• [Task 1]:
Select every line of the rows below that holds the string "gear", matching case, and copy each line out.

• [Selection]:
-- -- --

This is a gross oversimplification of how the weather works, because weather patterns are not memoryless, and there are far more options than these three states.

BUT. It will work for us!

Here, we will use the following values to represent each of our states

| State  | Weather  |
|---|---|
| 1 | Sunny |
| 2 | Cloudy  |
| 3 | Rainy  |

The graph above tells us that, if today is sunny, there is a 70% chance that tomorrow will also be sunny, a 10% chance tomorrow will be cloudy, and a 20% chance tomorrow will be rainy.

If today is cloudy, there is a 30% chance tomorrow will also be cloudy, a 50% chance tomorrow will be rainy, and a 20% chance tomorrow will be sunny.

If today is rainy, there is a 60% chance tomorrow will also be rainy, a 10% chance tomorrow will be sunny, and a 30% chance tomorrow will be cloudy.

We will represent our Markov chain as an array (a list in python), as follows:

| Day  | Day 1  | Day 2  | ...  | Day N  |
|---|---|---|---|---|
|State| 1 | 3 |...|2|

We'll start by creating an empty list, then picking the state for the first day.

For each day after that, we'll generate a random number, and then use the probabilities listed above to decide what the next day's weather (state) will be.

-- -- --

[Location labeling records]
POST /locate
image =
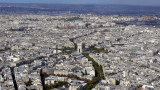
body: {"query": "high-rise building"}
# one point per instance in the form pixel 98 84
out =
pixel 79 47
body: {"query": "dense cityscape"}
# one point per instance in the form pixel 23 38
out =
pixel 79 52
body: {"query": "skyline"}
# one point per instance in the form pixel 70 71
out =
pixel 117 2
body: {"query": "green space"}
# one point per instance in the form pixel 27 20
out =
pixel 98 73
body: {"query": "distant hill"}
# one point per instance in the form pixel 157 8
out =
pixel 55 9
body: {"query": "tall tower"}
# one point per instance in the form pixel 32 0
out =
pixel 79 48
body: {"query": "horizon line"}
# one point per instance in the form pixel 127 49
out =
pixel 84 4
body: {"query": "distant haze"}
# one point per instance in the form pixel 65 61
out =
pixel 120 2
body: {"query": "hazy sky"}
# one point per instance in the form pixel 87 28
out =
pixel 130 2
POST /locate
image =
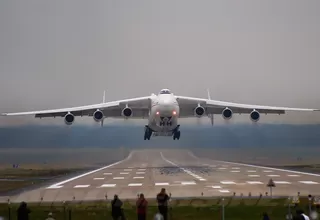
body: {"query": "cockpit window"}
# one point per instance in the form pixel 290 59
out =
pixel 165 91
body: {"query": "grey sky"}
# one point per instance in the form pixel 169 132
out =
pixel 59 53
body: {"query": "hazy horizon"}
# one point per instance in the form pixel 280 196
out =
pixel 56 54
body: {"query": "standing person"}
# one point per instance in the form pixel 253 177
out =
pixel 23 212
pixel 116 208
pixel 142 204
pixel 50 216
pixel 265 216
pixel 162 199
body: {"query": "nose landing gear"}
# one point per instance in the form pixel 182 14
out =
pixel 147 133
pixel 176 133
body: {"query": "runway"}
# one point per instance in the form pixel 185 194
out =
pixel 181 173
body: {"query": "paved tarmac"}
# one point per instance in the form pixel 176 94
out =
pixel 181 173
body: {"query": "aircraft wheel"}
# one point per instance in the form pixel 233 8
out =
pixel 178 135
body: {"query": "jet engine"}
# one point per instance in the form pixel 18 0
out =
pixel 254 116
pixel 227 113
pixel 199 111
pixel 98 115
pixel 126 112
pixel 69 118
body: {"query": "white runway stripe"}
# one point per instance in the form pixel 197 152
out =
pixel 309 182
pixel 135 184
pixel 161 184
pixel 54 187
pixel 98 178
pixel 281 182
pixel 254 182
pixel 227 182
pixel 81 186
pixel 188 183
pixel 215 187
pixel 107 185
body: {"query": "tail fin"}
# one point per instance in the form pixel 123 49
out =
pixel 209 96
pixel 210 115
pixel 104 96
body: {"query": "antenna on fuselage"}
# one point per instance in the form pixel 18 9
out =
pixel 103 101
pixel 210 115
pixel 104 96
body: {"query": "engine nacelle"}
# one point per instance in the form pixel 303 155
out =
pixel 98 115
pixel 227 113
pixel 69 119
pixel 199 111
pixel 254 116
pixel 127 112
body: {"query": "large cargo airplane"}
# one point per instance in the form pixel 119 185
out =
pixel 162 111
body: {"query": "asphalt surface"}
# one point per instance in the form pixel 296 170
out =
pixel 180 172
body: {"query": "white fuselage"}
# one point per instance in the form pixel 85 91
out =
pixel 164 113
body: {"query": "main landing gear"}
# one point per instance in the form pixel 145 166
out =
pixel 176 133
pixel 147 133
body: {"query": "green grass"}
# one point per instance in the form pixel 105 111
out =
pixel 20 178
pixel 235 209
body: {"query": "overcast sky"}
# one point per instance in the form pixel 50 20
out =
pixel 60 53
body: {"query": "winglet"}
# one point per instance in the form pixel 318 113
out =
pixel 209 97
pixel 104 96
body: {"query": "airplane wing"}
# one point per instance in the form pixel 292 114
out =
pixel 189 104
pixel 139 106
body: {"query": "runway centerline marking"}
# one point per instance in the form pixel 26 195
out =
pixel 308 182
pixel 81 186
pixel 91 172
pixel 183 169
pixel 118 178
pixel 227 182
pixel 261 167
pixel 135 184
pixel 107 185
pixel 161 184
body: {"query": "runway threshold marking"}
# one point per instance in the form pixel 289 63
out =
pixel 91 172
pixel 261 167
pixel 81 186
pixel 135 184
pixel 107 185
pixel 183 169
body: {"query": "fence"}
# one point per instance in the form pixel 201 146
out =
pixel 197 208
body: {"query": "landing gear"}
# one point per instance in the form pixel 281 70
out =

-- -- --

• [Task 2]:
Give back the part of the weather passage above that begins at the words "If today is cloudy, there" and stops after "(state) will be.", swapping "tomorrow" for "the next day" wherever it appears in that stretch.

• [Right answer 1]:
body: {"query": "nose landing gear"}
body: {"query": "main landing gear"}
body: {"query": "landing gear"}

• [Right answer 2]:
If today is cloudy, there is a 30% chance the next day will also be cloudy, a 50% chance the next day will be rainy, and a 20% chance the next day will be sunny.

If today is rainy, there is a 60% chance the next day will also be rainy, a 10% chance the next day will be sunny, and a 30% chance the next day will be cloudy.

We will represent our Markov chain as an array (a list in python), as follows:

| Day  | Day 1  | Day 2  | ...  | Day N  |
|---|---|---|---|---|
|State| 1 | 3 |...|2|

We'll start by creating an empty list, then picking the state for the first day.

For each day after that, we'll generate a random number, and then use the probabilities listed above to decide what the next day's weather (state) will be.